--- Texte fourni ---
__________
Loin, bien loin du tourisme ambiant et clinquant d’un Ushuaia, ville auto-proclamée la plus australe de la planète, se trouve la commune Caleta Maria, à l’est du côté chilien. Un lieu magique, reculé, encore secret, il éveilla nos rêves les plus enfantins au détour d’une photo reçue de la part d’amis partis se perdre, dirent-ils, au bout du monde.
Direction paso Rio Bellavista
L’exploration terminée des environs d’Ushuaia, nous prenons la route de Rio Grande, ville majeure de la Terre de Feu argentine. Le ravitaillement en essence et provisions effectué, nous prenons une piste de traverse pour le paso Rio Bellavista (poste frontière), méconnu, absent même des panneaux de circulation. S’ensuivent des kilomètres de pampa, qui couvre tout le nord de l’île : du désert à perte de vue, balayé par le vent, tout juste parsemé de quelques touffes coriaces. Ici rien ne pousse, on ne croise que de rares estancias à l’écart derrière les barbelés qui accompagnent la route.
__________
--- Données listées ---
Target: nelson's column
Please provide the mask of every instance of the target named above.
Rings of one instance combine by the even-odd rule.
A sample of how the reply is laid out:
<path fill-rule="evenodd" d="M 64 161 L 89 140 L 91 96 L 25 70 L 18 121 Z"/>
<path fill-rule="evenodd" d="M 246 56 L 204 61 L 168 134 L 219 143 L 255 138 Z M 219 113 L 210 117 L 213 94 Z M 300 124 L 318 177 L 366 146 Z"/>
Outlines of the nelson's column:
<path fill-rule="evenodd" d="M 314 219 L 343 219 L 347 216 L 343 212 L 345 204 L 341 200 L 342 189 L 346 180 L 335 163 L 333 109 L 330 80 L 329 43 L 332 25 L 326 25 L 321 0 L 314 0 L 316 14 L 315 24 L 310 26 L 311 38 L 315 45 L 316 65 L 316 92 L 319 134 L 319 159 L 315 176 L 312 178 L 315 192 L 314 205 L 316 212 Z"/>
__________
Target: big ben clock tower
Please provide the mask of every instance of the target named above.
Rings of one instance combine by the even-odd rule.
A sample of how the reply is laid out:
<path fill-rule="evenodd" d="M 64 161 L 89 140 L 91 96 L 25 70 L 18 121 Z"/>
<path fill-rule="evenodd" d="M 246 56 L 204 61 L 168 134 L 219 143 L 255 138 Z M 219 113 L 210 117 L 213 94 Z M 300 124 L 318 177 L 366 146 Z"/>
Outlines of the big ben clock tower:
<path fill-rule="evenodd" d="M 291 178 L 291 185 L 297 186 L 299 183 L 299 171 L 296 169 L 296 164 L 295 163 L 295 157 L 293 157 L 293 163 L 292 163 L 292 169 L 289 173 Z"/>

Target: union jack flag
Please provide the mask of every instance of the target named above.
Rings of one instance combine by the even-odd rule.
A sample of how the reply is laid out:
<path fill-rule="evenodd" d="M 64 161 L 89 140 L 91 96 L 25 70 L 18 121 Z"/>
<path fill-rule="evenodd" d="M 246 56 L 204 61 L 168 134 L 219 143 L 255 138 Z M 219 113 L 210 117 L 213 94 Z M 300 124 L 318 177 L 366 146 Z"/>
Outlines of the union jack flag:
__________
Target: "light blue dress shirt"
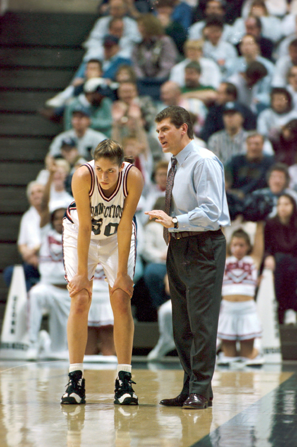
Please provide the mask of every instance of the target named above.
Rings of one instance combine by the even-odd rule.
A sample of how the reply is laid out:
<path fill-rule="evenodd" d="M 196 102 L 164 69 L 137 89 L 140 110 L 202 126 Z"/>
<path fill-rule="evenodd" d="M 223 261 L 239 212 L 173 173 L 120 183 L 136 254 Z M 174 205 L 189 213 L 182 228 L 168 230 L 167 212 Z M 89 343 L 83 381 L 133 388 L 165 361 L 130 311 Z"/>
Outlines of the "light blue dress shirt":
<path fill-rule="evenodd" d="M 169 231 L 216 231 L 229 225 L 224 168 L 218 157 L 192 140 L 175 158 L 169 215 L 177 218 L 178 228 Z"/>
__________
--- Consigne ---
Écrivez la suite du récit de voyage en Terre de Feu, en reprenant juste après sa dernière phrase.

--- Corrigé ---
Là-bas, au paso, les formalités sont rapides et les douaniers sympathiques. Les bougres ne doivent pas voir grand monde. D’ailleurs, on trouve souvent porte close avant que n’arrivent un à un les différents douaniers, sans doute sortis hâtivement de la sieste par les bruits du moteur. Côté argentin, les locaux paraissent vides et glacials, on se demande parfois comment et pourquoi un tel poste frontière reste ouvert.



Côté chilien, c’est mieux aménagé avec plusieurs cabanons successifs, plutôt chaleureux ; ils ont même décoré pour les fêtes, avec le sapin et quelques guirlandes. 3 personnes arrivent et s’assoient à chaque guichet : d’abord l’immigration puis la douane et enfin le SAG (service de l’agriculture), ils nous transmettent les papiers à fournir au guichet suivant, pourtant à quelques centimètres d’eux. Même dans un cadre aussi particulier, cela reste très rigoureux.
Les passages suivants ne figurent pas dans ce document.